--- Exercise brief ---
Transcribe all of the entries, matching each one exactly.

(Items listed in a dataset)

· · · ·

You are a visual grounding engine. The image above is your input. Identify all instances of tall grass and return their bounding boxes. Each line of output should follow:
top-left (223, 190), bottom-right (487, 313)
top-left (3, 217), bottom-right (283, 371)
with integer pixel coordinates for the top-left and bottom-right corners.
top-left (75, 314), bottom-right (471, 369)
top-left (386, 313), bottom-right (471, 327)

· · · ·

--- Worked solution ---
You are a visual grounding engine. The image above is your input. Identify all instances of tall grass and return their bounding boxes. Each line of output should follow:
top-left (223, 190), bottom-right (487, 313)
top-left (3, 217), bottom-right (283, 371)
with integer pixel coordinates for the top-left and bottom-right corners.
top-left (75, 314), bottom-right (471, 369)
top-left (386, 313), bottom-right (471, 327)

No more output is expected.